**Problem details**
Print nothing except the line holding "# Returns XML-formatted" and the lines that come after it in the material below, and leave the pictures out.

**Data records**
☆ ☆ ☆

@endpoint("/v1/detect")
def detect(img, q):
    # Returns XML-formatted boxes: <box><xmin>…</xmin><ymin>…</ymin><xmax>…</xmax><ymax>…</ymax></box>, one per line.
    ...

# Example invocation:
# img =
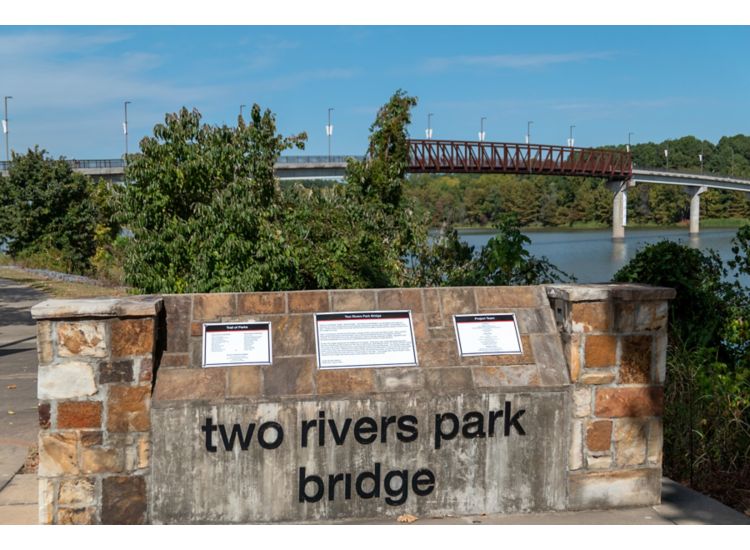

☆ ☆ ☆

**Answer box**
    # Returns XML-formatted boxes: <box><xmin>…</xmin><ymin>…</ymin><xmax>…</xmax><ymax>…</ymax></box>, one per line.
    ...

# Example invocation:
# img =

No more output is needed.